Excerpt provided:
§
Notwithstanding anything to the contrary contained herein, this
Guaranty is not secured by any collateral furnished by
Guarantor.
(c) Notwithstanding
anything to the contrary in any of the Loan Documents, including
without limitation anything to the contrary in the immediately
preceding paragraphs or elsewhere in this Guaranty, Guarantor shall
not have any obligations or liabilities hereunder for any loss,
damage, cost, expense, liability, claim or other obligation
incurred by Lender (including reasonable attorneys’ fees and
costs reasonably incurred) arising out of or in connection with
(i) any action or inaction of any Pledged Company or any
entity owned or controlled by any Pledged Company but only to the
extent such action or inaction results from the exercise of control
over any such Pledged Company or such entity owned or controlled by
any Pledged Company by Lender, (ii) any action or omission
which occurs after the completion of a private or public sale of
the Pledged Company Interests (as defined in the Pledge Agreement)
or after the acceptance of an assignment in lieu of foreclosure
with respect to the Pledged Company Interests, or (iii) any
action or omission relating to any Individual Property which occurs
after the Lender completes a foreclosure with respect to such
Individual Property or accepts a deed in lieu of foreclosure with
respect to such Individual Property.
§
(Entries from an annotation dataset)
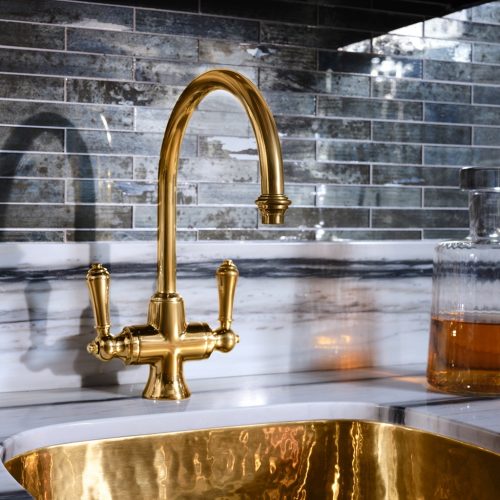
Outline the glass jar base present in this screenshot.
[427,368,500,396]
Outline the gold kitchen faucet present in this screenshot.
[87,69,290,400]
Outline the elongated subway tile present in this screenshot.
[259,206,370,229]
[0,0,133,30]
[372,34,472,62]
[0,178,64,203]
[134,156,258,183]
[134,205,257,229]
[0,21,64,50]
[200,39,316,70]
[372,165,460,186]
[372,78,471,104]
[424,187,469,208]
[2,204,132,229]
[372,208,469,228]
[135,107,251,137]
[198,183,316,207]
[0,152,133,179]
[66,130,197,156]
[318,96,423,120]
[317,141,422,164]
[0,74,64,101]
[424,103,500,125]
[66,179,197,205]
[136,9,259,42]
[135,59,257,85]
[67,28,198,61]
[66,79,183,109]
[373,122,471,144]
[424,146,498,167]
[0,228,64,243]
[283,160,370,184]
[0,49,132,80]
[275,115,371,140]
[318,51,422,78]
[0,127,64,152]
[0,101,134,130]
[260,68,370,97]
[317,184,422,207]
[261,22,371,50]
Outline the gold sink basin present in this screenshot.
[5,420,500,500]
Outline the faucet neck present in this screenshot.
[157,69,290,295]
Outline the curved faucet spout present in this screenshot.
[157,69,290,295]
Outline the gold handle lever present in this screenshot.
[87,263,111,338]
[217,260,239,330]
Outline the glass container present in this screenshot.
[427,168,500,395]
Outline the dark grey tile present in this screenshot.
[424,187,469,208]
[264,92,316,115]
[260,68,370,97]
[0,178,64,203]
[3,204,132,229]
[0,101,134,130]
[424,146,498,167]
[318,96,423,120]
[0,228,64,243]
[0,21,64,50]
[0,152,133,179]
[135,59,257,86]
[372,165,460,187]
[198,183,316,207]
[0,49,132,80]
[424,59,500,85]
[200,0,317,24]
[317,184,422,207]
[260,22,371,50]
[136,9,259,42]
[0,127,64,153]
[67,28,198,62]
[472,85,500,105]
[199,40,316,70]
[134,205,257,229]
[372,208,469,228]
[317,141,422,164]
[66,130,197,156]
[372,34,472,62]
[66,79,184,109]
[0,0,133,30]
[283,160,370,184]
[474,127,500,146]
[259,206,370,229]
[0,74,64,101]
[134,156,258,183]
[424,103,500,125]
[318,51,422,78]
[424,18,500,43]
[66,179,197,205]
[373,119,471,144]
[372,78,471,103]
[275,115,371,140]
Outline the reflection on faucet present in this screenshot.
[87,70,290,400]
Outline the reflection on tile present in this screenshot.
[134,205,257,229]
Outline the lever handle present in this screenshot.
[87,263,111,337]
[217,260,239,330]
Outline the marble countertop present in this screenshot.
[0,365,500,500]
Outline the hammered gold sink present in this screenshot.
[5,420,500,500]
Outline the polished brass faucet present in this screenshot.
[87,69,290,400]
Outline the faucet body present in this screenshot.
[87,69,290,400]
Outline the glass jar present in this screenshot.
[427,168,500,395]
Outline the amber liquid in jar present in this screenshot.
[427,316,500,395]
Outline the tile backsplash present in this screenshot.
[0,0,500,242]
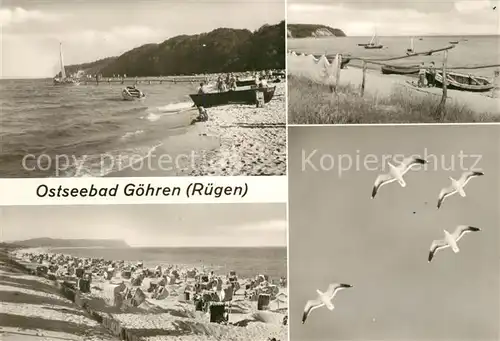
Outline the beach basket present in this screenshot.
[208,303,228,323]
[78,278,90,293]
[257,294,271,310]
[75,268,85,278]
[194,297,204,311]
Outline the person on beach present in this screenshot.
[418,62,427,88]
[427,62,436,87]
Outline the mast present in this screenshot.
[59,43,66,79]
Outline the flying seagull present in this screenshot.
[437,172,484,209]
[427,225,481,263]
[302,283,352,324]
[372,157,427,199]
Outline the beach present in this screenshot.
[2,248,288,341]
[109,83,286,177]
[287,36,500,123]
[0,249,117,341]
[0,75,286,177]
§
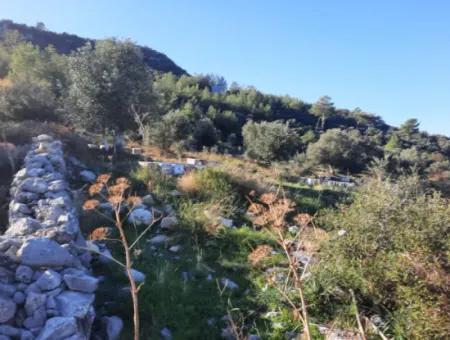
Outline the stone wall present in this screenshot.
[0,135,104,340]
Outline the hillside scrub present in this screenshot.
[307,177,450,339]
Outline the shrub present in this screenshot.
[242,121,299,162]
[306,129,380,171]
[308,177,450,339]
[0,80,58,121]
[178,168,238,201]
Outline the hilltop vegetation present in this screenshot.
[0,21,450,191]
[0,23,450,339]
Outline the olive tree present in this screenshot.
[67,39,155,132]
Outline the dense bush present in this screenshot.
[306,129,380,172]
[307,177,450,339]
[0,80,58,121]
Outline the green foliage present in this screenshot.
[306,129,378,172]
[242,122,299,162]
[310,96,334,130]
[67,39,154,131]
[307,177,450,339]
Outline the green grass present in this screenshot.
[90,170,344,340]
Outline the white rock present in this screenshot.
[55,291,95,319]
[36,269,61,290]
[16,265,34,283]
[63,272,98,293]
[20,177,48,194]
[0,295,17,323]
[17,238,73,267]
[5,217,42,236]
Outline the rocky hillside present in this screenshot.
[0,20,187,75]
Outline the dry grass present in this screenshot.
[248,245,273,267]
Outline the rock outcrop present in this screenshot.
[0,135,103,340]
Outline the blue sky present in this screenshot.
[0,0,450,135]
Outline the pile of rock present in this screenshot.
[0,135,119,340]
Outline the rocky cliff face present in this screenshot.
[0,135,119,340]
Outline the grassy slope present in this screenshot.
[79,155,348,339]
§
Tasks for this exercise:
1) Reproduce the guaranty passage word for word, starting with "or after the" and going on through "such Individual Property.".
2) Quote the listing, starting with the line with "Outline the amber" and going on through the line with "[372,157,427,199]". Leave the pictures out of your answer.

Responses by task:
1)
or after the acceptance of an assignment in lieu of foreclosure
with respect to the Pledged Company Interests, or (iii) any
action or omission relating to any Individual Property which occurs
after the Lender completes a foreclosure with respect to such
Individual Property or accepts a deed in lieu of foreclosure with
respect to such Individual Property.

2)
Outline the amber liquid in jar present in this screenshot.
[427,316,500,395]
Outline the tile backsplash present in this screenshot.
[0,0,500,242]
Outline the beach basket present in this screenshot.
[208,303,228,323]
[78,278,90,293]
[257,294,271,310]
[75,268,85,278]
[194,297,204,311]
Outline the person on beach present in this screenshot.
[418,62,427,88]
[427,62,436,87]
Outline the mast present in this screenshot.
[59,43,66,79]
Outline the flying seagull present in this screenshot.
[437,172,484,209]
[427,225,481,263]
[302,283,352,324]
[372,157,427,199]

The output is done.